◆ **Instructions for the task**
Edit the records from their start through the line that contains "column 191, row 72", swapping "falling player" for "tumbling player" and changing nothing else. Omit the pictures from your answer.

Named object pointing records:
════════════════════

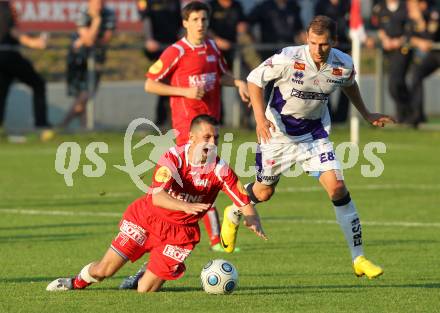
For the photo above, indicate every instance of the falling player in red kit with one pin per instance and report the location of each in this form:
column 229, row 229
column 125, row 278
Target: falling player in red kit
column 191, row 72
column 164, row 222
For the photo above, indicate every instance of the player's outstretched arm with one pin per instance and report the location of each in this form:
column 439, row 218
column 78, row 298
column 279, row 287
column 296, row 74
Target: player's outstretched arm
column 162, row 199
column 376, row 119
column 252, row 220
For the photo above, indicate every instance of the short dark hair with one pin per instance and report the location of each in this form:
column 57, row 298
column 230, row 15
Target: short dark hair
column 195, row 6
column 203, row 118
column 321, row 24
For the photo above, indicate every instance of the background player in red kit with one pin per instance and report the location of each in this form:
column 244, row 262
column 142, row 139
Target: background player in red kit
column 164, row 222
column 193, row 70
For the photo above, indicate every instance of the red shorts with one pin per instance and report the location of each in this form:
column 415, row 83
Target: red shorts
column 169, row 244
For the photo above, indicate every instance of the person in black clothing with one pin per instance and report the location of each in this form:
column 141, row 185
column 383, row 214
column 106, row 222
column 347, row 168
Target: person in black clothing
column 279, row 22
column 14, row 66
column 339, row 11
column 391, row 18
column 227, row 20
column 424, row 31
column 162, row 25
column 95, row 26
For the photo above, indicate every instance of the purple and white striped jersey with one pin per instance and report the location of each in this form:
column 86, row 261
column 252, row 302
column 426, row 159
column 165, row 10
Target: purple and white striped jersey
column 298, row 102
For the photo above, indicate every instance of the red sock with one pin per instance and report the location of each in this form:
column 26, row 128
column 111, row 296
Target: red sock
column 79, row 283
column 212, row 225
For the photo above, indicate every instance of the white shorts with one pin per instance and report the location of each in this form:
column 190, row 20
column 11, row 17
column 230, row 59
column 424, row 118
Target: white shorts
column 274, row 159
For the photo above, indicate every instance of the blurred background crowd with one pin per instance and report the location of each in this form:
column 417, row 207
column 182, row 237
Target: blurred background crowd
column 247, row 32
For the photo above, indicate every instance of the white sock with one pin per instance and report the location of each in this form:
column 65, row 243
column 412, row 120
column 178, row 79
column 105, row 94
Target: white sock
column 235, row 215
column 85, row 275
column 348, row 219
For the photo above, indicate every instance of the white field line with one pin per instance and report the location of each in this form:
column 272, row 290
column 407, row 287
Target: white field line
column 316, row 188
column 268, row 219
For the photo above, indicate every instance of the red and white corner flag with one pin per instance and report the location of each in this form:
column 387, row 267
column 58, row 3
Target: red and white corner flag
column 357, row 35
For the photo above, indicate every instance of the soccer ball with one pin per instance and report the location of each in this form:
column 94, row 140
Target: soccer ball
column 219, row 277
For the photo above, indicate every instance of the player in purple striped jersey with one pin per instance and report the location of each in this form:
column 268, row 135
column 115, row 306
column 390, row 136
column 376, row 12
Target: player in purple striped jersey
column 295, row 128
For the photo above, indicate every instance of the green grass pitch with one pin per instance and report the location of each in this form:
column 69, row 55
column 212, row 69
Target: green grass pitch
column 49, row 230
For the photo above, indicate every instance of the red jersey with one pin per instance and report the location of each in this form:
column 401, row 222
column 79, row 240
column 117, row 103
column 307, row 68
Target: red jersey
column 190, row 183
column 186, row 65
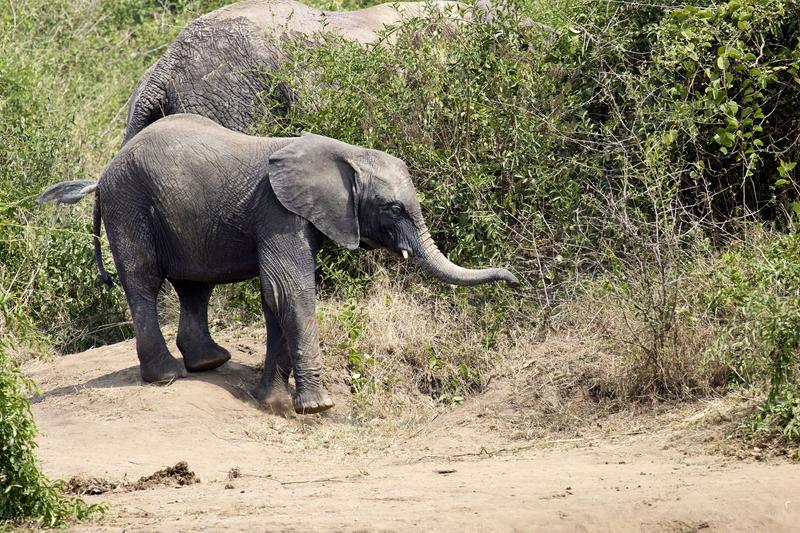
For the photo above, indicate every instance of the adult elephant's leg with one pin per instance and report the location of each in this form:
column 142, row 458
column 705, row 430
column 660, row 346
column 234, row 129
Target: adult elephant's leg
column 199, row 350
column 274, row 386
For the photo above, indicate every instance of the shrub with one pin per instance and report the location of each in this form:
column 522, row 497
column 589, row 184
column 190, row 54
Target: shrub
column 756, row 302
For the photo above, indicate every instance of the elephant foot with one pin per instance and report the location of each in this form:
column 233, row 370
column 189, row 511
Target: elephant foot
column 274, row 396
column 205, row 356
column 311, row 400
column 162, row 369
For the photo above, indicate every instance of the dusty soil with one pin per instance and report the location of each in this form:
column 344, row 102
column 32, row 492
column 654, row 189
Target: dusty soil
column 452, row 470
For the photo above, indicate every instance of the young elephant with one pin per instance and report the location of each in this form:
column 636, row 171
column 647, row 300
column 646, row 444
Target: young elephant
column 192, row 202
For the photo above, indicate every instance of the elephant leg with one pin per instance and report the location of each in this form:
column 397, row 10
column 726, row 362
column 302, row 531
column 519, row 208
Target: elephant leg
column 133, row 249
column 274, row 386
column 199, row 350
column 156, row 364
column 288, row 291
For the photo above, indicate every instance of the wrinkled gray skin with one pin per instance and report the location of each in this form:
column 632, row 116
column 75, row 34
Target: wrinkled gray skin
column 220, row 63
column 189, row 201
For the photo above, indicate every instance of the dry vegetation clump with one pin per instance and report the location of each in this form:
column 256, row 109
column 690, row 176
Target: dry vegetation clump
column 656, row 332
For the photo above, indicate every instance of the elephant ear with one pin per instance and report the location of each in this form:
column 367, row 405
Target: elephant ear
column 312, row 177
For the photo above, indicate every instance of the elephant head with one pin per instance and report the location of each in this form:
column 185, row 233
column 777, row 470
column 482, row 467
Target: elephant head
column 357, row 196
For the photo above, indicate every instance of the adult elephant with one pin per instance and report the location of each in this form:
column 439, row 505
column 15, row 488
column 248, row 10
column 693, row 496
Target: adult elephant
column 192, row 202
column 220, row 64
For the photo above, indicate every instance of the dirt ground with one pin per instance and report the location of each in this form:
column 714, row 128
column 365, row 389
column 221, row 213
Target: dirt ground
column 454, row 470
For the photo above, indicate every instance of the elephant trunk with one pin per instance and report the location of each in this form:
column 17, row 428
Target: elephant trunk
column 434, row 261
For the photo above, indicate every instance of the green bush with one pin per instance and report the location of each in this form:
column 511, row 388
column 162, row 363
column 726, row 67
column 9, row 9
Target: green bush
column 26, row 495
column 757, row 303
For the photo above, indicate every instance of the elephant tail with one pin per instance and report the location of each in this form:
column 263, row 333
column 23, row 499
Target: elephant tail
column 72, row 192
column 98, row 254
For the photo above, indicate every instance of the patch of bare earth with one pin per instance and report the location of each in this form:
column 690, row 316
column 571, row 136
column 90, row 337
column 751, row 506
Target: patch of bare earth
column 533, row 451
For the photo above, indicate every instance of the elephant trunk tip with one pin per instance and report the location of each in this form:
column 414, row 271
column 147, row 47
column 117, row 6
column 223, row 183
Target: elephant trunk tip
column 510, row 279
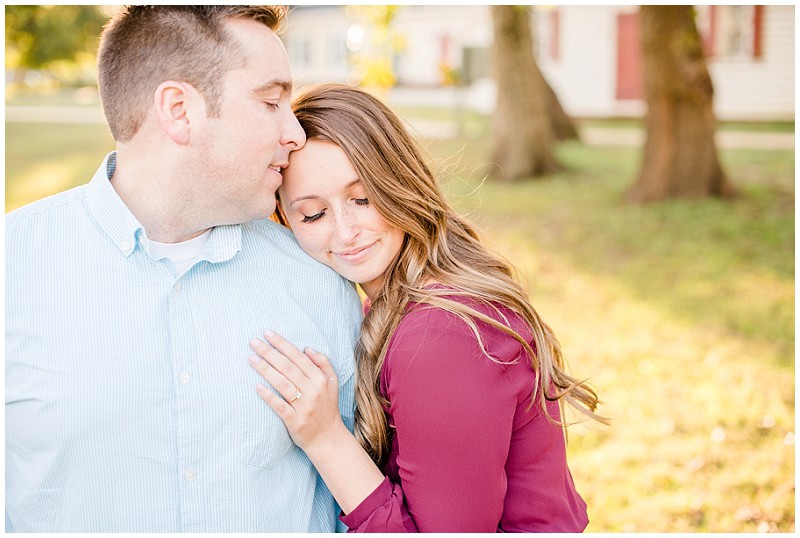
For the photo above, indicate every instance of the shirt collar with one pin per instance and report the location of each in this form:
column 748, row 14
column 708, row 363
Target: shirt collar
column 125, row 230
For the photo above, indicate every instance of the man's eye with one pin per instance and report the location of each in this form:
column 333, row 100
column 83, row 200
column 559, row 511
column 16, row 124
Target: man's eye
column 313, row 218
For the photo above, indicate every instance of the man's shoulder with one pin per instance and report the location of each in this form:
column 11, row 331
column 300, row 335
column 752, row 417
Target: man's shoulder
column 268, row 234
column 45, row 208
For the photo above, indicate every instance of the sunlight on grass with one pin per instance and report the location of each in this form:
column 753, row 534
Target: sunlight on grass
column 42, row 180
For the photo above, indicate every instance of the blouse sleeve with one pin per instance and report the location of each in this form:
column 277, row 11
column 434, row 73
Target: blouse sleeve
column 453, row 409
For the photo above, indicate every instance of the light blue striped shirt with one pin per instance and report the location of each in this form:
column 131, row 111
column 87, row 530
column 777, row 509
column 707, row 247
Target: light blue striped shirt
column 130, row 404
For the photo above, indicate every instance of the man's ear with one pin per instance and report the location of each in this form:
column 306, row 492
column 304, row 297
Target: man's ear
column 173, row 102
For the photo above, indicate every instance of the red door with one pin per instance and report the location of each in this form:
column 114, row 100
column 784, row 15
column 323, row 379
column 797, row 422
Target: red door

════════════════════

◆ **Completed exercise**
For the photo above, indicate every instance of the tumbling player in red kit with one pin per instance and report the location of each in this form:
column 229, row 229
column 125, row 278
Target: tumbling player in red kit
column 191, row 72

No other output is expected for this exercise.